- **Work required**: Arrange every line of the records below as a numbered list, leaving out any blank lines.

- **Extracted information**:
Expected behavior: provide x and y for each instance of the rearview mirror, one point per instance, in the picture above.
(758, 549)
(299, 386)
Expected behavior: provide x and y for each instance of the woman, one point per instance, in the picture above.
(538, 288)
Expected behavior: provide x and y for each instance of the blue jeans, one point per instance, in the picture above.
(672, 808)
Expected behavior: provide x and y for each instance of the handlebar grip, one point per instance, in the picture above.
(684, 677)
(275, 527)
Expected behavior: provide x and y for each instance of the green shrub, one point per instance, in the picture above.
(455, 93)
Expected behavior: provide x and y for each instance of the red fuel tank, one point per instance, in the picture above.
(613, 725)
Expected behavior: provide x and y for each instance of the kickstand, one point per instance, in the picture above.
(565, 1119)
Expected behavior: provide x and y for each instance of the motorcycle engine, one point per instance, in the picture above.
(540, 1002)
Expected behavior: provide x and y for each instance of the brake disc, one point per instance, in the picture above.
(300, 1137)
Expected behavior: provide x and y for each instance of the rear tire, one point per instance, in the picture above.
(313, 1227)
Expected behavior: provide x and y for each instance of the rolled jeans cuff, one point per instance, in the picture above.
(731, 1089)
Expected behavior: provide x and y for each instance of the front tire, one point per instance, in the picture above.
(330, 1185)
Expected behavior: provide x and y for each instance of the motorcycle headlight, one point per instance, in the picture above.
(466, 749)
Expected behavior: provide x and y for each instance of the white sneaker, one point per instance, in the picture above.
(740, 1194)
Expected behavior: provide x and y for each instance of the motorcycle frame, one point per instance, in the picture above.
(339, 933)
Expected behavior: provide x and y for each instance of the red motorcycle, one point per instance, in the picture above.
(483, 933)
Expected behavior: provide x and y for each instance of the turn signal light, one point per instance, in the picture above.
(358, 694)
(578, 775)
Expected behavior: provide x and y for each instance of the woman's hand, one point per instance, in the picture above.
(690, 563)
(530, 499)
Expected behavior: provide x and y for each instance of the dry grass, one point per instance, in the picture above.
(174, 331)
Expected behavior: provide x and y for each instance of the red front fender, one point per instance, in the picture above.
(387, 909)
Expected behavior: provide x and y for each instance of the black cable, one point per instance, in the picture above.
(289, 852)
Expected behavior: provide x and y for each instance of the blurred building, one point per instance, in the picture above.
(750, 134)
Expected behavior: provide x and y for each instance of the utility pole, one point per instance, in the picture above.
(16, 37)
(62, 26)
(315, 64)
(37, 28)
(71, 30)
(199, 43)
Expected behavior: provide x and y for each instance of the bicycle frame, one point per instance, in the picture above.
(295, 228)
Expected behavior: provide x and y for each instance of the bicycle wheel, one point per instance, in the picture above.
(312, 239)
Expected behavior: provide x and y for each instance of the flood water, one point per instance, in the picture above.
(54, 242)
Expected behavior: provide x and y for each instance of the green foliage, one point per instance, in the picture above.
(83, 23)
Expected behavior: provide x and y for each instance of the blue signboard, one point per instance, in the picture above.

- **The answer**:
1. Expected behavior: provide x and y for each instance of the rearview mirror, one point per instance, in the picture above.
2. (758, 549)
3. (299, 386)
4. Expected behavior: provide x and y for each instance of the woman, one point per instance, in the picture above.
5. (538, 288)
6. Expected behavior: provide x and y for each instance of the blue jeans, one point per instance, in the picture above.
7. (672, 808)
8. Expected behavior: provide x and y for each instance of the handlebar grip, one point per instance, in the picture above.
9. (684, 677)
10. (275, 527)
11. Expected behavior: provide x and y for each instance of the green shrub, one point per instance, in the picture above.
12. (455, 93)
13. Expected behavior: provide x and y for each instance of the red fuel tank, one point per instance, in the picture above.
14. (613, 725)
15. Expected behavior: provide x and y for each instance of the kickstand, one point per instance, in the picture above.
16. (565, 1119)
17. Expected behavior: provide x and y for each instance of the motorcycle engine, one point per instance, in the picture above.
18. (540, 1002)
19. Expected behavior: provide x and y for each instance of the brake disc, one point per instance, in the picture above.
20. (300, 1137)
21. Expected behavior: provide x and y for each instance of the rear tire, one point per instance, in the picture above.
22. (313, 1227)
23. Expected behavior: provide x and y for each instance of the rolled jeans cuff, one point per instance, in the picture above.
24. (731, 1089)
25. Expected behavior: provide x and y for each instance of the front tire, one point per instance, in the picture above.
26. (330, 1185)
27. Expected behavior: provide x and y for each instance of the motorcycle headlight, one point per instance, in the picture above.
28. (466, 749)
29. Expected behavior: provide x and y for each instance of the white sneaker, one point per instance, in the picture above.
30. (740, 1194)
31. Expected behavior: provide x and y for each instance of the motorcycle frame, one point per instance, in the picture above.
32. (339, 933)
33. Expected behavior: provide x and y for each instance of the red motorcycle, one point per instance, in the picture above.
34. (483, 933)
35. Expected behavior: provide x and y for each instance of the turn signal light, one point per instance, in the picture above.
36. (358, 694)
37. (578, 775)
38. Expected behavior: provide x and y for each instance of the woman's hand, one point per instance, in the picture above.
39. (690, 563)
40. (530, 499)
41. Expected behavior: provide x and y for each instance of the dry grass, one point per instance, in the picture above.
42. (174, 331)
43. Expected behavior: provide x and y for each instance of the red front fender, one point per instance, in the picture above.
44. (387, 909)
45. Expected behavior: provide x and y for each instance of the black cable, one point per instance, in the picture above.
46. (289, 852)
47. Expected behavior: provide x and y for each instance of the blurred building, one point per instance, in the picture above.
48. (750, 134)
49. Expected behavior: provide x and y for each instance of the utility pole, one point per instance, in the picture above.
50. (16, 37)
51. (62, 26)
52. (315, 64)
53. (37, 28)
54. (71, 30)
55. (199, 43)
56. Expected behavior: provide x and y for each instance of the bicycle frame, one point per instance, in the picture above.
57. (295, 228)
58. Expected behavior: provide x and y for each instance of the bicycle wheel, one point per instance, in the picture above.
59. (312, 239)
60. Expected behavior: provide x and y for each instance of the flood water, one point per instance, in the picture above.
61. (54, 242)
62. Expected behavior: provide x and y for each instance of the green foliage, one point per instance, in the picture above.
63. (83, 23)
64. Expected behavior: provide x and y for each instance of the blue signboard, one point per instance, in the picture above.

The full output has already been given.